WHAT TO DO: List every line of the items below that contains the word "green", copying each such line in full.

(Dataset items)
- - -

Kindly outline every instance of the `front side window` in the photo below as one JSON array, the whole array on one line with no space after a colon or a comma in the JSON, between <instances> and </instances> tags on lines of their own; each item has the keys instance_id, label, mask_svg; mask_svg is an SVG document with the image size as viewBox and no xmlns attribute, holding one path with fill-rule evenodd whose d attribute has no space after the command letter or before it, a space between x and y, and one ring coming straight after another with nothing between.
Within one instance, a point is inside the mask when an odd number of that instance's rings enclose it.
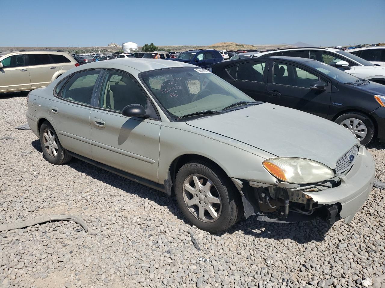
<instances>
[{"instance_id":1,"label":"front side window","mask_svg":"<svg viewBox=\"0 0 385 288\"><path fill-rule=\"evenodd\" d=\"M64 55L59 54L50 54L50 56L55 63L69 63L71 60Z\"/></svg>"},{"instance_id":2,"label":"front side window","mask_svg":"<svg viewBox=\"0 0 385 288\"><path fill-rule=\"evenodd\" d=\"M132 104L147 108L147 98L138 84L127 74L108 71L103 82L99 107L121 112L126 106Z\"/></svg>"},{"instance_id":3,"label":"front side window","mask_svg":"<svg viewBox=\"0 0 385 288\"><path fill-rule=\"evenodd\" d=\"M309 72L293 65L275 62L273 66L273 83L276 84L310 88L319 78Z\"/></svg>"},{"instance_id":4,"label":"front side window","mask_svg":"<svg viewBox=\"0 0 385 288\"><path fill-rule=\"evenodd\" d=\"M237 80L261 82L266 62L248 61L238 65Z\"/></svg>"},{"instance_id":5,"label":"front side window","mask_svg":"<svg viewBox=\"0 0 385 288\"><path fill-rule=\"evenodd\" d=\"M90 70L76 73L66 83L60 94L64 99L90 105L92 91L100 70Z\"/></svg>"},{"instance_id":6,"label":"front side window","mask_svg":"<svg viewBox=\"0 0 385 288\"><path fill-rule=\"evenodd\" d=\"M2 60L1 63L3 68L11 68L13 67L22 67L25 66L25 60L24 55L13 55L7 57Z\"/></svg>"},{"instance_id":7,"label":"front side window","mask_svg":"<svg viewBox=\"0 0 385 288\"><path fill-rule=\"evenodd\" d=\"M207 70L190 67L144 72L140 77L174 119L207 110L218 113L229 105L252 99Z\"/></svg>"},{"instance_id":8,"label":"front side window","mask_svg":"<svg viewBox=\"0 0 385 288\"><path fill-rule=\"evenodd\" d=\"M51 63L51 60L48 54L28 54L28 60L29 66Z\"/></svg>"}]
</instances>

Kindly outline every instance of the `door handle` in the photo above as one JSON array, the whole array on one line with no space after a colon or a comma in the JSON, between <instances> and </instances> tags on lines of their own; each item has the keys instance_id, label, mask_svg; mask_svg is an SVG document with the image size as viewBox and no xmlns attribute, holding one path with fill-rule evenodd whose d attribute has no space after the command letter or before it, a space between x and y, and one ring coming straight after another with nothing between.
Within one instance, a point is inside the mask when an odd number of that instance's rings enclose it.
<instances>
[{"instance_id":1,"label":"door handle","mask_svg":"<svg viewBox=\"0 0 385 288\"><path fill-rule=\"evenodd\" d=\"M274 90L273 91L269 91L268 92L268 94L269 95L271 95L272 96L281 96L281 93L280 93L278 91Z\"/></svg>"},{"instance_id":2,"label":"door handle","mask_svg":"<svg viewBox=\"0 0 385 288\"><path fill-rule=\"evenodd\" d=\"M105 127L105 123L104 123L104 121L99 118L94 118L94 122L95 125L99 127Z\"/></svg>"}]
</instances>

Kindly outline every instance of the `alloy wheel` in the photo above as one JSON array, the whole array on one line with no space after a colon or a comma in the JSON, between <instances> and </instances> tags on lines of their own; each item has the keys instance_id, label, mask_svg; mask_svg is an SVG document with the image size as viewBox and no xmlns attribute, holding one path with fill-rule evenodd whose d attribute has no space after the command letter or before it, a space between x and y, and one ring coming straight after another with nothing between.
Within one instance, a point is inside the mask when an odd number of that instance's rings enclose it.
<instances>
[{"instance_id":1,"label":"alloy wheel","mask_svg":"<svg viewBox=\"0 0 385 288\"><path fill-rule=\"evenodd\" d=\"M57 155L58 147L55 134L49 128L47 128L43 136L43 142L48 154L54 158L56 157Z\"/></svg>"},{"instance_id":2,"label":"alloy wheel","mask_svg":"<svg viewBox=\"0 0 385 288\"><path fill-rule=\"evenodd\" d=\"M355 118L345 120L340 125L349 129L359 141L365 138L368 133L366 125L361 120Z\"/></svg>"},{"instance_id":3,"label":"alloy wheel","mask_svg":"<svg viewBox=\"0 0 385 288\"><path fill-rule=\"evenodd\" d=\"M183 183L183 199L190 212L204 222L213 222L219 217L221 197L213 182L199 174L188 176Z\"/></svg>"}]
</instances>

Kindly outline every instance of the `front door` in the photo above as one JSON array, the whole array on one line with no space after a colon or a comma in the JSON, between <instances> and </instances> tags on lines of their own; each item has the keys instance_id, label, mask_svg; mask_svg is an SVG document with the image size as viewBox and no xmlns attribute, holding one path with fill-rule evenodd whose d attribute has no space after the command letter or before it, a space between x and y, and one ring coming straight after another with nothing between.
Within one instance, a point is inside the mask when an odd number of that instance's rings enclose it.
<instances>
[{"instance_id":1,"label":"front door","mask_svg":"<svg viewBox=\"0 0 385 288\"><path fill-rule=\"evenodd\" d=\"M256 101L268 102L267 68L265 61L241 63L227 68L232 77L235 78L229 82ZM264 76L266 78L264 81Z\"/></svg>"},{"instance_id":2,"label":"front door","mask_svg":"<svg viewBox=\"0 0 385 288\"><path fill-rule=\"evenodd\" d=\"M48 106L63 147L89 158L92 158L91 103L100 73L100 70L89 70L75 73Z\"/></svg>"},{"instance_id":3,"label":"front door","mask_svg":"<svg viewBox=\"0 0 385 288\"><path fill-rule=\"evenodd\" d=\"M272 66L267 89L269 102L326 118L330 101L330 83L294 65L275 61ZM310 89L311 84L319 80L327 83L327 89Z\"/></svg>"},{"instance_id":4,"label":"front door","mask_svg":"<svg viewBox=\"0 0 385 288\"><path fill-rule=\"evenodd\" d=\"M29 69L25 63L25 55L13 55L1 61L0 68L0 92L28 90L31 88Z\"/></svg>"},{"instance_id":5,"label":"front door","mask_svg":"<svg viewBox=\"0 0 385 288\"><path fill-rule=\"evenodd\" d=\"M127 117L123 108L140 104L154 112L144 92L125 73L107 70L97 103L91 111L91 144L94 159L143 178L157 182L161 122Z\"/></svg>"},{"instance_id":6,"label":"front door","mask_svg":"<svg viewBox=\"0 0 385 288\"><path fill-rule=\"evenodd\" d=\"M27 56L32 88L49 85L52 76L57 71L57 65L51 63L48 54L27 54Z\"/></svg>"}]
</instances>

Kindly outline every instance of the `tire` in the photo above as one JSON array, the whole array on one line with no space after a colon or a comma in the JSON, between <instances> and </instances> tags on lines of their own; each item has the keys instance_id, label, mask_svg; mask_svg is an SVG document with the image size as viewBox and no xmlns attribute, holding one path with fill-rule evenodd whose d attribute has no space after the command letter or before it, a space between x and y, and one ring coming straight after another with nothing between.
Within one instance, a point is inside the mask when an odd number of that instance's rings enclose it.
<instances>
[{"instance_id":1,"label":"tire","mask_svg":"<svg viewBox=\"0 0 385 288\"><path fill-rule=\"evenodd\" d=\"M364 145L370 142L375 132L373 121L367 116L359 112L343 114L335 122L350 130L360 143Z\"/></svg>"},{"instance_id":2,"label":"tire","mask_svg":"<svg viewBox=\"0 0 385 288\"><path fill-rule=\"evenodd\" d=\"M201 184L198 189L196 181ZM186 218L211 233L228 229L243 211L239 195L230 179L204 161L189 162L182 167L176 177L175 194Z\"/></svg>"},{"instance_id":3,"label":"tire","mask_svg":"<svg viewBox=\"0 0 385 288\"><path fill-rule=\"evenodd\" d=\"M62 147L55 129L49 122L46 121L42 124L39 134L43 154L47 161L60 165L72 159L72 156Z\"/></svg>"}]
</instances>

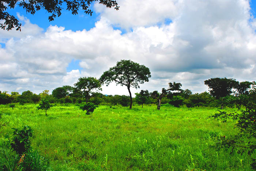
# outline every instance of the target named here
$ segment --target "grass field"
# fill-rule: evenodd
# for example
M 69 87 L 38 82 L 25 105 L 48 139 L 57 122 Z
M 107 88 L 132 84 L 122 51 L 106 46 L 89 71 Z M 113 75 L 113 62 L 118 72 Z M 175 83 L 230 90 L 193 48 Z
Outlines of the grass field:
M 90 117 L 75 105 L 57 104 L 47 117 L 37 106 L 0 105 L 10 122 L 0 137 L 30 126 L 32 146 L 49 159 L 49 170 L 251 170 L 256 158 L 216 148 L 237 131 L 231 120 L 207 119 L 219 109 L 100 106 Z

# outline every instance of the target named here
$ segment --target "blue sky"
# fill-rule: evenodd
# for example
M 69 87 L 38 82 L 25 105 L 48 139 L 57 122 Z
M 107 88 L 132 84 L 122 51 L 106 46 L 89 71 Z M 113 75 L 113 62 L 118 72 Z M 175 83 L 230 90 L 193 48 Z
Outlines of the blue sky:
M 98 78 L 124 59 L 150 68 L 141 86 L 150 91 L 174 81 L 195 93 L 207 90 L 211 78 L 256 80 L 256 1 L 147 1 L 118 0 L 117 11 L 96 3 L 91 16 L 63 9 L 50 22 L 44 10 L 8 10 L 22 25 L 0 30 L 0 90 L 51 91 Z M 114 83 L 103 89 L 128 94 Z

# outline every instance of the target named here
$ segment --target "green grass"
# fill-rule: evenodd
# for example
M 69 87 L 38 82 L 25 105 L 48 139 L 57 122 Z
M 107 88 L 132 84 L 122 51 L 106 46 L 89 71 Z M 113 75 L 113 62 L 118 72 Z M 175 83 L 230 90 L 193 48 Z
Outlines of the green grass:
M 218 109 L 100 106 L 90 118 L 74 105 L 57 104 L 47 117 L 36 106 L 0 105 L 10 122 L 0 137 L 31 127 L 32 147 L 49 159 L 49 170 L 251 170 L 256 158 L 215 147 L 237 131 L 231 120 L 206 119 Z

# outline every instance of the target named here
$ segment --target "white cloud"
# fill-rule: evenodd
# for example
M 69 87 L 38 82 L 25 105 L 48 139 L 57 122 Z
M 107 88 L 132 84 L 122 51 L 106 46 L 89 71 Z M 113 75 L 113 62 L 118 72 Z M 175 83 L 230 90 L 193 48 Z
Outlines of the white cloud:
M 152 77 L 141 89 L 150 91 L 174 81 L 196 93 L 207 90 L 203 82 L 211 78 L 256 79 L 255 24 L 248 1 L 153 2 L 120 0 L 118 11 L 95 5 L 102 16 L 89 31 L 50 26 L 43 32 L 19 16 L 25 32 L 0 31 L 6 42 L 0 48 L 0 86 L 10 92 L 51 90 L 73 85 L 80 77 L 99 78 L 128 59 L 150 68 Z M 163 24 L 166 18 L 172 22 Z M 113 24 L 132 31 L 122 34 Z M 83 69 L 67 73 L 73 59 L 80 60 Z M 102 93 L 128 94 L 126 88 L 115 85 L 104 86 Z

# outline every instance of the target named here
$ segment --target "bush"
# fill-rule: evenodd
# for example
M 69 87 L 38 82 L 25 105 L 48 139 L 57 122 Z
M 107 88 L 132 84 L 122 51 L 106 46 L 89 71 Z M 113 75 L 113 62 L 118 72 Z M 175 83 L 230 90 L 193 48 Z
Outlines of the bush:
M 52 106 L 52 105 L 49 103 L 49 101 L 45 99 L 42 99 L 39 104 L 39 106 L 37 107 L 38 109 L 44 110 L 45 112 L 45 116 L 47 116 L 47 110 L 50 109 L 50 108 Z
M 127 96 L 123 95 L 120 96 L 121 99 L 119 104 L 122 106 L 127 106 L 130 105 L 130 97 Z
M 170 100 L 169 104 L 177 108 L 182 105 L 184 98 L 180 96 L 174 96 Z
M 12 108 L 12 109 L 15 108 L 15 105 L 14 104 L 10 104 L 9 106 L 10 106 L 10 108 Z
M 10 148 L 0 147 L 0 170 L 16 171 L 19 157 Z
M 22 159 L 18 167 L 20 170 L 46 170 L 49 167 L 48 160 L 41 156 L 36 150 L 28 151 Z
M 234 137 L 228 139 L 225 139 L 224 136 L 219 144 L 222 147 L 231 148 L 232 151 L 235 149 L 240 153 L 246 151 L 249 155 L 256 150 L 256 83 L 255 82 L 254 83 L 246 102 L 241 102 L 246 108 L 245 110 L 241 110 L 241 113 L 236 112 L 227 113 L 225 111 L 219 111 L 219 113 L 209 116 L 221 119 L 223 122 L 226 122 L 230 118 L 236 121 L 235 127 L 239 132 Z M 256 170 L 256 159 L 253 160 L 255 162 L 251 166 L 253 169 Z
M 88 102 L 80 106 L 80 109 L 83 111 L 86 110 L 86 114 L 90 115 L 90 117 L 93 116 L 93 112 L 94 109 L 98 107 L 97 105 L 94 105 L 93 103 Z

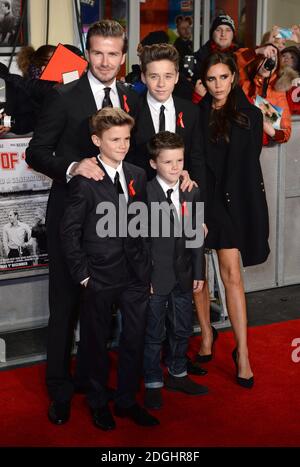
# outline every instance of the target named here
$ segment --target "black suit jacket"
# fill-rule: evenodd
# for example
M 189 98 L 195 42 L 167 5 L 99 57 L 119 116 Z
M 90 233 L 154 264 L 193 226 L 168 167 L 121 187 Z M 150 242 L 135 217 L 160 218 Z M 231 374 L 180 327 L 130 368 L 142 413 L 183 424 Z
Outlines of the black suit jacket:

- - -

FULL RESPONSE:
$ segment --target "green grass"
Outlines of the green grass:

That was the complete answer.